--- start Material to process ---

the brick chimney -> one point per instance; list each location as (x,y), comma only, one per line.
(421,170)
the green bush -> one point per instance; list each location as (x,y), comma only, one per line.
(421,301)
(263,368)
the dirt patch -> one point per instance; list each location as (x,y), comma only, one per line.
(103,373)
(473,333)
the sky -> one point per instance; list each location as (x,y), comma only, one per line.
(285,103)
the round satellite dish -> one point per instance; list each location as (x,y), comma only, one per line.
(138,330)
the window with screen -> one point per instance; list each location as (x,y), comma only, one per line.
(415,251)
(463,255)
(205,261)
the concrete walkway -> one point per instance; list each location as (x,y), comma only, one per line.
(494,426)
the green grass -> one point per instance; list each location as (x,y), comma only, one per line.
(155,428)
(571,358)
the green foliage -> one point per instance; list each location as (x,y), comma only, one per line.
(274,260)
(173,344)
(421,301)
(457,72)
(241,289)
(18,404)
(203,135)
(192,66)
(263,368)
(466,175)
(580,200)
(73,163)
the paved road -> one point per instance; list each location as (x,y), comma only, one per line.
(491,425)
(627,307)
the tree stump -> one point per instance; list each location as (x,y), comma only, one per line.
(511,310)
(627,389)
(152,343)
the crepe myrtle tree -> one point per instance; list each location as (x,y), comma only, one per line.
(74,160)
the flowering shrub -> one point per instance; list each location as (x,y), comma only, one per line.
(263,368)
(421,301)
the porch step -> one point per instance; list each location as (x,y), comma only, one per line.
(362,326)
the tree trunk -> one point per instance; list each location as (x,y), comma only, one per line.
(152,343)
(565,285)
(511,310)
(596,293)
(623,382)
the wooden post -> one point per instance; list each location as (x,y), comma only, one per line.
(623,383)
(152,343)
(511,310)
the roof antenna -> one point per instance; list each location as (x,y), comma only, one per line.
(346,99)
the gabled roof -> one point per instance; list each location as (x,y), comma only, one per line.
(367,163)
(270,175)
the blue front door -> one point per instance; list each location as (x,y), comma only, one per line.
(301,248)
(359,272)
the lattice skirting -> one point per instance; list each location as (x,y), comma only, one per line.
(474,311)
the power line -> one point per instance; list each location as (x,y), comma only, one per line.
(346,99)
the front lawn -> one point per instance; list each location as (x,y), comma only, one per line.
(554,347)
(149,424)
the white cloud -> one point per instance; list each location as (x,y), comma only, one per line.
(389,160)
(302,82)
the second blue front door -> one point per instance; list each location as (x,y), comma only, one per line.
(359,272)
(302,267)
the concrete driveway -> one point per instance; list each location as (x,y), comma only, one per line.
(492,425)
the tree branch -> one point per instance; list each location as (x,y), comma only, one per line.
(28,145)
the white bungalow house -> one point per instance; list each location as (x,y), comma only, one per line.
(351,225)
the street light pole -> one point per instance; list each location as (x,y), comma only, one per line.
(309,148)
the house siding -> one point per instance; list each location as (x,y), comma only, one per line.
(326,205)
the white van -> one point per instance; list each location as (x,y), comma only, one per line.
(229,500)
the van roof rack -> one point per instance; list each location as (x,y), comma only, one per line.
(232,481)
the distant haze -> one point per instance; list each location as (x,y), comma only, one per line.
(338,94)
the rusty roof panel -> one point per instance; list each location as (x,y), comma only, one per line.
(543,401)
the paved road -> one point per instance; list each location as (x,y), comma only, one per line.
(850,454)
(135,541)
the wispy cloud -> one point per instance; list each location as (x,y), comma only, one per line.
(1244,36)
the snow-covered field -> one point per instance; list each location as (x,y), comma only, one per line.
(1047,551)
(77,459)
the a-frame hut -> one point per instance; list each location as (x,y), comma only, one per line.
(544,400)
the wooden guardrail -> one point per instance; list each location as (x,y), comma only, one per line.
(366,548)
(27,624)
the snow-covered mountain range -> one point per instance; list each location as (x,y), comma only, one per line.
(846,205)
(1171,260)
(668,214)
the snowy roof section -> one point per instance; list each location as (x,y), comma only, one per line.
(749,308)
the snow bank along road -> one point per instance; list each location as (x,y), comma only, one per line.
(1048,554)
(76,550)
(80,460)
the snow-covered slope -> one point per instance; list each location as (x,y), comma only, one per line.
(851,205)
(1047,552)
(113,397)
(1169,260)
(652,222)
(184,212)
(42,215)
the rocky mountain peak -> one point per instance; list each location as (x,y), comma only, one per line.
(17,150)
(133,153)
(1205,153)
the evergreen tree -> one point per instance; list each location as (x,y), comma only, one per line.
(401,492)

--- end Material to process ---

**Exercise:** From the line containing "the snow-covered mountain" down to the final line of the data, write out every line exactly; both the first and last of these belong in your answer, and nothing else does.

**Result below:**
the snow-covered mountain range -> one point per instance; list each location as (x,y), comma only, one per line.
(846,205)
(1171,260)
(668,214)
the snowy roof section -> one point per instance; list each location as (x,y), comma only, one per line.
(749,308)
the snow bank along road -> one point per instance; list each location as (x,y), comma only, one per line.
(1048,554)
(76,550)
(80,460)
the snow-covered slope -> one point per instance; list each location as (x,y), comma only, one per line.
(851,205)
(1047,552)
(113,397)
(1169,260)
(652,222)
(184,212)
(42,215)
the rocky mountain peak -> one point per instance; list each location as (x,y), comma only, one per line.
(17,150)
(133,153)
(1205,153)
the evergreen tree -> one point per instance; list each location as (x,y), comma only, one per line.
(401,492)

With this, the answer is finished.